* TO DO
Copy the records word for word, starting at the line that contains "Pin every instance of the speckled" and continuing through the end of the records, with both ends included.
## Begin SOURCE RECORDS
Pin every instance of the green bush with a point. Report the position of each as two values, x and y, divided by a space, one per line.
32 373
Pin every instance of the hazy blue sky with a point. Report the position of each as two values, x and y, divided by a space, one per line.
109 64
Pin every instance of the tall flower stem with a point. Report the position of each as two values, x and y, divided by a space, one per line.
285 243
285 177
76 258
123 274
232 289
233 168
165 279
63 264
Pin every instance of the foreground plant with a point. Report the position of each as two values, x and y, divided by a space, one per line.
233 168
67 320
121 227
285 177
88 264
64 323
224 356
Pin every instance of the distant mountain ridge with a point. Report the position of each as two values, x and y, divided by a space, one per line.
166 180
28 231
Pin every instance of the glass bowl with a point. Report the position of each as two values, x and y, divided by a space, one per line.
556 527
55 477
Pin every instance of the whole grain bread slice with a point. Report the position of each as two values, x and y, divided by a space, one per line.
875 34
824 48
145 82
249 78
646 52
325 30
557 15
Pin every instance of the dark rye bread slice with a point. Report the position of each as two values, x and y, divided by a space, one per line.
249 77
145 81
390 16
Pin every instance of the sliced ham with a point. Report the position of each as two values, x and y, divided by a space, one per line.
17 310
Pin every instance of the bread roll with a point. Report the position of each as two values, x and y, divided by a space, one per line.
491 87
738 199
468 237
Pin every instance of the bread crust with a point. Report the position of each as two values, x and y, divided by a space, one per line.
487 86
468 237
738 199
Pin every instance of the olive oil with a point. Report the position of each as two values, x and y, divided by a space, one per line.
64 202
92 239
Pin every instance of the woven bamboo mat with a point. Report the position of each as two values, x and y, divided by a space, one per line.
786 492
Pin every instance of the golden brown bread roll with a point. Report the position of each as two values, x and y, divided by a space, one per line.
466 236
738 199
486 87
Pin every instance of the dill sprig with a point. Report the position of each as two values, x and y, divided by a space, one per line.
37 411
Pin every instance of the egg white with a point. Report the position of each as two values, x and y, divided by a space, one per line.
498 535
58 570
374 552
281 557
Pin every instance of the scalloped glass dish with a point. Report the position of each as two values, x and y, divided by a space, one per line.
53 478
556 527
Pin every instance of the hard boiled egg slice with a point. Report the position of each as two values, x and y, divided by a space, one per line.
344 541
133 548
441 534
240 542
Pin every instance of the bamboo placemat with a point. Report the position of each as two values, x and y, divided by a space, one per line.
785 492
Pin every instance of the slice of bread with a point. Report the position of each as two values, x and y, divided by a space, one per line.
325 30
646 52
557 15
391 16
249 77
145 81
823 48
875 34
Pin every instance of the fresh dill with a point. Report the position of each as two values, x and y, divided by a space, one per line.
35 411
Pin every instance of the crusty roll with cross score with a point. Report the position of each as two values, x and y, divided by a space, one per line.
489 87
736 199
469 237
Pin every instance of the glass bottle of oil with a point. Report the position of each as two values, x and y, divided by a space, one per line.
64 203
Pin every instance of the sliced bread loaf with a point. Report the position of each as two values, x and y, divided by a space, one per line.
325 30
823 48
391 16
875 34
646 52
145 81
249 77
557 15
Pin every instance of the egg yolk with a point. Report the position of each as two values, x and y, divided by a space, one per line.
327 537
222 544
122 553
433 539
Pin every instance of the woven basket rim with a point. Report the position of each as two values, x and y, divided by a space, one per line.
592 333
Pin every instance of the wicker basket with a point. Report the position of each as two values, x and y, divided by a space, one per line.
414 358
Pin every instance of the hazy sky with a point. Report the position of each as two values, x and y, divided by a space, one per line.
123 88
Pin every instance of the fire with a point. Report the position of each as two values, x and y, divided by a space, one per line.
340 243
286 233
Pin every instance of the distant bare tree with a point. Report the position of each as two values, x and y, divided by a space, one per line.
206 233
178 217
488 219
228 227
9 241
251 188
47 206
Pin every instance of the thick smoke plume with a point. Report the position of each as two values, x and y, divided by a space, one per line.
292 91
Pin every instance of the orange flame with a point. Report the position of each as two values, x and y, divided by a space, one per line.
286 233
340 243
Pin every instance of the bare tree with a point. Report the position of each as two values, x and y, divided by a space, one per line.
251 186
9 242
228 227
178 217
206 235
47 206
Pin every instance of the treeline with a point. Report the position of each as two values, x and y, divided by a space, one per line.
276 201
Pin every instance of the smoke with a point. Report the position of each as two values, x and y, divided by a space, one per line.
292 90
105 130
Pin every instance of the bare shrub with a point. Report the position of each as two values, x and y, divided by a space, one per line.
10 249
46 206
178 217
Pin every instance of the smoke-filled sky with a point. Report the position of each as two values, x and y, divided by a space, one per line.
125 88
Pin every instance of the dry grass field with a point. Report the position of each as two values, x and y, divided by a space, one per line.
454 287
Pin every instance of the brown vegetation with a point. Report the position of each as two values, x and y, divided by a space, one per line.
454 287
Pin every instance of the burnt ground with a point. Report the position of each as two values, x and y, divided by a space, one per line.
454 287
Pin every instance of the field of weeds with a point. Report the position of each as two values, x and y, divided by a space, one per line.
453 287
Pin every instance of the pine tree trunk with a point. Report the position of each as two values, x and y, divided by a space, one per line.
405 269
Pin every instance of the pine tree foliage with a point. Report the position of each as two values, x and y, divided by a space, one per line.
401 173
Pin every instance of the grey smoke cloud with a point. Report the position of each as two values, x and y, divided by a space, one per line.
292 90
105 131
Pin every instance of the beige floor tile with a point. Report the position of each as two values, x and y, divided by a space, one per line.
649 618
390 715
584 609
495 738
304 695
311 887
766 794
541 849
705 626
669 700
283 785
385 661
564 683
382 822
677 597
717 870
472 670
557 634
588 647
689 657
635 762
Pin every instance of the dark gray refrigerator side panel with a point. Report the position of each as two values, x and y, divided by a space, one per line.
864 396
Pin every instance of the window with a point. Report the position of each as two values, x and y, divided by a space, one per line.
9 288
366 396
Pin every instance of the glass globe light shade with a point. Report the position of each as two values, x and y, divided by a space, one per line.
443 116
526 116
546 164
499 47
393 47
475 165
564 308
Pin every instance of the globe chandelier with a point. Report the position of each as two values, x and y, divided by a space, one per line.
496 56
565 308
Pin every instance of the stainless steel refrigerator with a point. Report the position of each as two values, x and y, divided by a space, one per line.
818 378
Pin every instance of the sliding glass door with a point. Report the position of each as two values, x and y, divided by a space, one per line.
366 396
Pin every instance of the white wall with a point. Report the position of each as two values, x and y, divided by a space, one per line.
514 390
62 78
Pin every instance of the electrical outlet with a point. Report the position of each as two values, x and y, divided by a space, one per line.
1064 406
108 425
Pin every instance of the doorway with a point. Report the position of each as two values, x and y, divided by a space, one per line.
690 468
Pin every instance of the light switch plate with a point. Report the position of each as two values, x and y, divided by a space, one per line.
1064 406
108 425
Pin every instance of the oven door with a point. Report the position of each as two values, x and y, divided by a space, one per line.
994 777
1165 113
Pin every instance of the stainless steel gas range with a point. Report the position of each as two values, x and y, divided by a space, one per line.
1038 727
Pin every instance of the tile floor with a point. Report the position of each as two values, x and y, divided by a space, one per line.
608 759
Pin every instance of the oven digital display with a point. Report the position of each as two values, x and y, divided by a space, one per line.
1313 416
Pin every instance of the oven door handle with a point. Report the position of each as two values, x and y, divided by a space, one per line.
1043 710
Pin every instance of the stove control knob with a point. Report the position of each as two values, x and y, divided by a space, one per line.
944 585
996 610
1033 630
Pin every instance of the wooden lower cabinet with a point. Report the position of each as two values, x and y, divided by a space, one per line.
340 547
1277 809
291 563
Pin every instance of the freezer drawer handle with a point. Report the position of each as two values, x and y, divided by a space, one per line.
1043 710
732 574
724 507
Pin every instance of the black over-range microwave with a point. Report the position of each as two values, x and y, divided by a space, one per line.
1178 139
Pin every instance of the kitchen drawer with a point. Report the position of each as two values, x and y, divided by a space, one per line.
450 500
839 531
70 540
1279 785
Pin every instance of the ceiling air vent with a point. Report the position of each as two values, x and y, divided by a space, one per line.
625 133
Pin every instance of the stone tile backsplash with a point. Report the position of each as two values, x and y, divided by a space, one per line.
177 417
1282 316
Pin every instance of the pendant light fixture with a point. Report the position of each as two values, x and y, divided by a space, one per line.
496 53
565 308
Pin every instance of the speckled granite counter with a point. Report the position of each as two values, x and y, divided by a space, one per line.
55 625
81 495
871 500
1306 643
## End SOURCE RECORDS
* SOLVED EXERCISE
Pin every instance of the speckled granite counter with a point. Report the position of each as two values, x and y, divided by a space, one per line.
55 625
81 495
871 500
1306 643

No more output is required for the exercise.